SOURCE DATA:
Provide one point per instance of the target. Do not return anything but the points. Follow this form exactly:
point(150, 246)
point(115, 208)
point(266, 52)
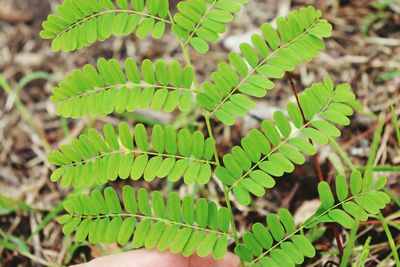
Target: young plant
point(199, 226)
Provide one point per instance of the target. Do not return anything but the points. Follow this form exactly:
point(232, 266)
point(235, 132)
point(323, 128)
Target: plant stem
point(211, 135)
point(395, 123)
point(390, 239)
point(316, 162)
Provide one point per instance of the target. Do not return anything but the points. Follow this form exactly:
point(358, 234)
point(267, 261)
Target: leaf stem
point(316, 163)
point(211, 135)
point(80, 21)
point(390, 239)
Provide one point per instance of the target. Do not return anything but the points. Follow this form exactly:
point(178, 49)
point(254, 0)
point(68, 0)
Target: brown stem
point(315, 156)
point(316, 162)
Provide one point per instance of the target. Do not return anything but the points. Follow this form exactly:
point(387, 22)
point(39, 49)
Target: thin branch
point(316, 162)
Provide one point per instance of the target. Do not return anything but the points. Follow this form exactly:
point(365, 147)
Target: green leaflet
point(264, 154)
point(77, 25)
point(266, 245)
point(353, 205)
point(199, 22)
point(269, 56)
point(147, 226)
point(109, 88)
point(125, 152)
point(292, 250)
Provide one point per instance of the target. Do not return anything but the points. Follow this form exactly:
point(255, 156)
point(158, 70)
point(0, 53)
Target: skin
point(150, 258)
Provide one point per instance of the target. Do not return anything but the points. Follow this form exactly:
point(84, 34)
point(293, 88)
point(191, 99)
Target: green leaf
point(325, 195)
point(355, 182)
point(199, 45)
point(341, 187)
point(342, 218)
point(275, 227)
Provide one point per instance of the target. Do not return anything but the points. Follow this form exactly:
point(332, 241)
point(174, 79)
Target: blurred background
point(364, 51)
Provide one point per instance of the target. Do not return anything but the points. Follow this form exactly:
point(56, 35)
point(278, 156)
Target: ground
point(364, 51)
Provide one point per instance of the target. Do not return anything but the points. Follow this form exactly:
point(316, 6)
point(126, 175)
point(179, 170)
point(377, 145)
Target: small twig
point(315, 156)
point(316, 163)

EXERCISE DIRECTIONS:
Every record must be set down again exactly; pictures do not belong in the copy.

WRITTEN SOLUTION:
Provide one point per instance of the target. Do not return anything but the points. Follow this form exactly:
point(150, 246)
point(115, 208)
point(266, 52)
Target: young plant
point(199, 226)
Provide one point per instance of the target. Do not return anything but the points. Follow this form exactly:
point(232, 266)
point(235, 132)
point(323, 128)
Target: plant stem
point(211, 135)
point(395, 123)
point(390, 239)
point(316, 162)
Provide one point per instance of the target. Do not return anything but the points. Follow this form exactly:
point(358, 234)
point(267, 261)
Target: leaf stem
point(316, 163)
point(211, 135)
point(80, 21)
point(390, 239)
Provide one point per instance of the target. Do not return anything but the points. Follow this form exactly:
point(178, 49)
point(254, 0)
point(68, 0)
Target: brown stem
point(315, 156)
point(316, 162)
Provide one point per instance of the target. Do not return anything but the points. Follow this form exactly:
point(387, 22)
point(39, 49)
Target: thin branch
point(316, 162)
Provide one point per instance of the target. Do not return anything but the points. Follow this form exactly:
point(365, 147)
Target: green leaflet
point(264, 154)
point(77, 25)
point(266, 245)
point(353, 205)
point(199, 22)
point(269, 56)
point(147, 226)
point(109, 88)
point(125, 152)
point(292, 250)
Provide one point per instance of the target. Do not return anything but the points. Follow this form exactly:
point(255, 156)
point(158, 70)
point(0, 53)
Target: skin
point(150, 258)
Provide one point per instance of the target. Do not return anything but the points. Follow this form exactly:
point(84, 34)
point(293, 88)
point(191, 99)
Target: green leaf
point(325, 195)
point(355, 182)
point(199, 45)
point(341, 187)
point(342, 218)
point(275, 227)
Provide one point per instance of the target. Do not return anything but the points. Follow this form exactly:
point(332, 241)
point(174, 79)
Target: blurred background
point(364, 51)
Provide one point per instance of the target. Do not return anything but the points. Follow this form exactly:
point(56, 35)
point(278, 156)
Target: ground
point(364, 51)
Provide one point per instance of the target. Do not return anything but the points. Follow this form exactly:
point(316, 6)
point(126, 175)
point(179, 170)
point(377, 145)
Target: small twig
point(315, 156)
point(316, 163)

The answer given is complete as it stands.